Американские ученые, обращавшиеся к вопросам систематики индейского фольклора, отводили ему в системе фольклора США особое и как бы изолированное место. Дело тут не только в масштабности и ярко выраженном своеобразии народно-поэтического творчества индейцев Северной Америки; определенная его «оторванность» в значительной мере связана с традициями его восприятия в США. Отношение евроамериканцев к устному народному творчеству индейцев трудно отделить от судьбы всей культуры аборигенов, на которую повлияли специфические исторические и политические факторы, связанные с буржуазными методами освоения североамериканского континента. Устойчивое представление о том, что индейское, аборигенное не есть национально- американское, но нечто чуждое Америке в смысле перспектив общественного развития, господствовало в американском обществе на протяжении столетий; пережитки подобных взглядов сохраняют силу до наших дней.  

Таким образом, необходимо помнить об остроте проблемы индейского наследия США, возникшей еще на заре становления американского государства и американской культуры, когда коренное население Северной Америки стало «естественным» политическим антагонистом разноязычных пришельцев из Европы. Исторический спор о земельных владениях, решавшийся всевозможными насильственными методами, вплоть до геноцида, нашел отражение и в «конфликте» эстетических ценностей.  

По мере освоения континента европейцами, по мере углубления их контактов с индейскими племенами мало-помалу прояснялась общая картина индейского фольклора. Однако весьма долгое время многие принципиально важные его составные элементы оставались в тени — по существу, вплоть до последней четверти XIX в.  

Некоторые жанры индейского фольклора воспринимались англо-американцами с большей готовностью, вызывая аналогии с европейским культурным опытом. Так, господствующее место в американской науке, обращенной к изучению устного народного творчества индейцев, издавна занял миф в многообразии его стадиальных модификаций, этнических и жанровых разновидностей. Сама традиция восходит к Г. Р. Скулкрафту, который не только впервые собрал повествовательный фольклор одного племени, но и описал мифологический цикл о Манабозо; американская антропология впоследствии явила классические образцы исследования индейских мифов и занялась активной разработкой теоретических аспектов, связанных с мифами (достаточно назвать анализ мифологического цикла о хитреце в работах антрополога П. Радина или работы С. Томпсона по систематике индейских мифов и других прозаических фольклорных жанров).

• • • •

Выведите, пожалуйста, дословно фрагмент текста об индейском фольклоре от слов «Таким образом, необходимо» до слов «четверти XIX в.» включительно.

Собранные данные:
• • • •

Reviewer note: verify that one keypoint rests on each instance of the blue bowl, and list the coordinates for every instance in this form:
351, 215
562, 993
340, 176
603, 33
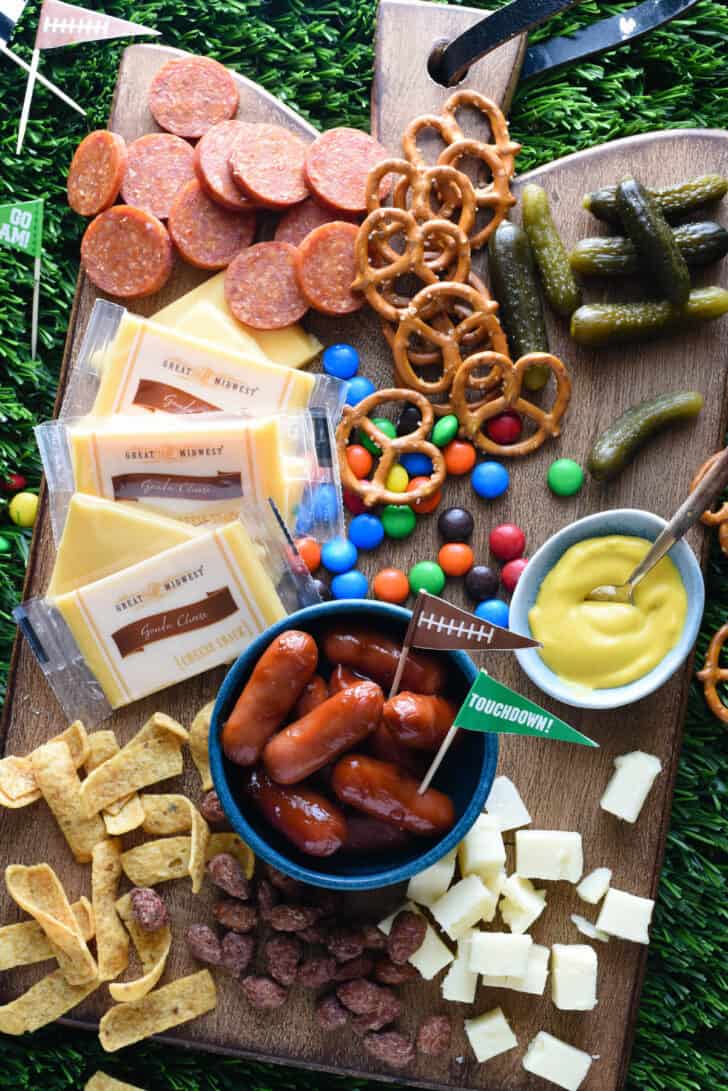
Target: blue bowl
466, 774
623, 520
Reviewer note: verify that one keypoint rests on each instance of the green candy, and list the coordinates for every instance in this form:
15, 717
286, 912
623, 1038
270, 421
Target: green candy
445, 430
565, 477
384, 426
427, 576
398, 520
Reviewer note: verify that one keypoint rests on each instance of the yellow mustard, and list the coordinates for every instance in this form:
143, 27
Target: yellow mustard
601, 645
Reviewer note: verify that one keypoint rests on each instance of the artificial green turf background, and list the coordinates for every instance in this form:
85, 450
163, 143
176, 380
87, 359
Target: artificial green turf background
317, 55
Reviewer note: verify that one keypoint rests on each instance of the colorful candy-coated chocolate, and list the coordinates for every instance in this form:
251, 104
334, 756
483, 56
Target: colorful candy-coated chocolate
338, 554
428, 503
360, 460
341, 361
427, 576
511, 573
460, 457
358, 388
391, 585
349, 585
490, 480
366, 531
445, 430
565, 477
494, 611
481, 583
455, 559
397, 479
398, 520
455, 524
506, 541
310, 552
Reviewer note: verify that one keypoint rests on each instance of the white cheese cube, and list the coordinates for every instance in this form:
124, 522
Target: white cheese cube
587, 928
549, 854
490, 1034
505, 804
573, 976
558, 1062
465, 903
498, 954
625, 915
461, 983
625, 793
432, 883
595, 885
481, 851
522, 903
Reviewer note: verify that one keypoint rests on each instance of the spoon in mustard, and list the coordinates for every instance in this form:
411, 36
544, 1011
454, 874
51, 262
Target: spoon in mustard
700, 499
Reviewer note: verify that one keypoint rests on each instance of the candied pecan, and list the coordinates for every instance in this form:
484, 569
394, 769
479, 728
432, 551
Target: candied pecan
237, 952
283, 954
433, 1035
263, 992
203, 944
406, 936
227, 874
148, 909
235, 914
391, 1047
330, 1012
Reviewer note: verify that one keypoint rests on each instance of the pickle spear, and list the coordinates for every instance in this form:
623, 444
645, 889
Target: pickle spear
619, 443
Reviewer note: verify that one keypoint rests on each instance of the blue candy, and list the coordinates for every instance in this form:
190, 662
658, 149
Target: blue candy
341, 361
358, 388
490, 480
493, 610
350, 585
366, 531
338, 554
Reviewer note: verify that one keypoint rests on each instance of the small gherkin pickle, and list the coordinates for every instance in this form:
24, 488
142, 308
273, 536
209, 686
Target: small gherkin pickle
654, 241
619, 443
560, 286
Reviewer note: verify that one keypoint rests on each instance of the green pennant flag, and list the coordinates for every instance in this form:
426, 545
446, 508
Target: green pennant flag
21, 226
491, 706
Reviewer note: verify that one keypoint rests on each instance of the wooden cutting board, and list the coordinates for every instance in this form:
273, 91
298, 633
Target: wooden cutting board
561, 784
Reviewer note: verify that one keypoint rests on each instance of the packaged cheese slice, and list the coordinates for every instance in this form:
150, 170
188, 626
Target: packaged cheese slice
192, 607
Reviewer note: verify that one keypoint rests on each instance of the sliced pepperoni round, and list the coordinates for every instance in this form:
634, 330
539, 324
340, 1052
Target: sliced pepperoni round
96, 172
261, 288
206, 235
337, 164
127, 252
326, 266
159, 165
300, 219
190, 95
267, 165
211, 163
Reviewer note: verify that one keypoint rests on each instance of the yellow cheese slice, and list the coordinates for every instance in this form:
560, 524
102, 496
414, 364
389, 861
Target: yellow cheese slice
100, 537
204, 313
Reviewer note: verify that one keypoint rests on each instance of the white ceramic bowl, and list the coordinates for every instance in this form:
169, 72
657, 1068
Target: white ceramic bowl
623, 520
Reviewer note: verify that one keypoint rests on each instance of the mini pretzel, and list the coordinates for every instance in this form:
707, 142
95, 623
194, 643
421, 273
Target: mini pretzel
473, 417
709, 518
374, 491
713, 673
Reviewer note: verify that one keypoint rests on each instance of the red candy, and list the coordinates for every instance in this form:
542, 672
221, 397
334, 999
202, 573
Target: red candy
506, 541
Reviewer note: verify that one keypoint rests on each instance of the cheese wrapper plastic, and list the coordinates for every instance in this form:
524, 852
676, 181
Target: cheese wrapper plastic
128, 363
190, 608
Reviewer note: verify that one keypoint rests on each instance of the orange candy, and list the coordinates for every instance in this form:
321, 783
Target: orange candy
391, 585
455, 559
359, 459
460, 457
427, 505
310, 552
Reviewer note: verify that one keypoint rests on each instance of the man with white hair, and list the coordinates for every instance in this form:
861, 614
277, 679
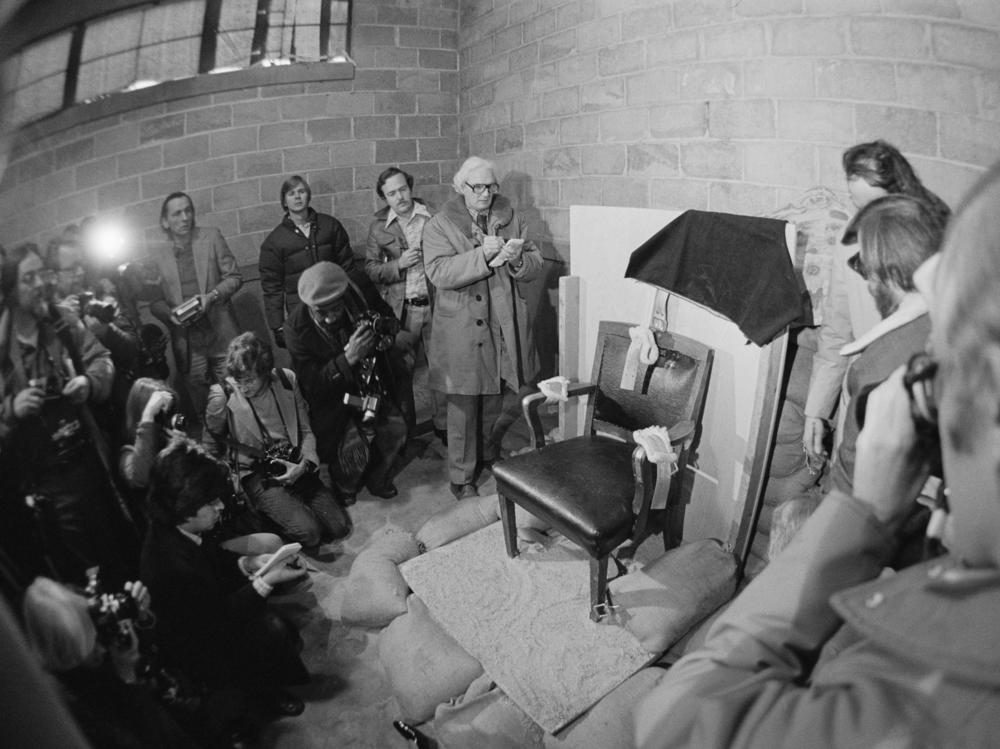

• • • •

● Ожидаемый ответ:
Таким образом, необходимо помнить об остроте проблемы индейского наследия США, возникшей еще на заре становления американского государства и американской культуры, когда коренное население Северной Америки стало «естественным» политическим антагонистом разноязычных пришельцев из Европы. Исторический спор о земельных владениях, решавшийся всевозможными насильственными методами, вплоть до геноцида, нашел отражение и в «конфликте» эстетических ценностей.  

По мере освоения континента европейцами, по мере углубления их контактов с индейскими племенами мало-помалу прояснялась общая картина индейского фольклора. Однако весьма долгое время многие принципиально важные его составные элементы оставались в тени — по существу, вплоть до последней четверти XIX в.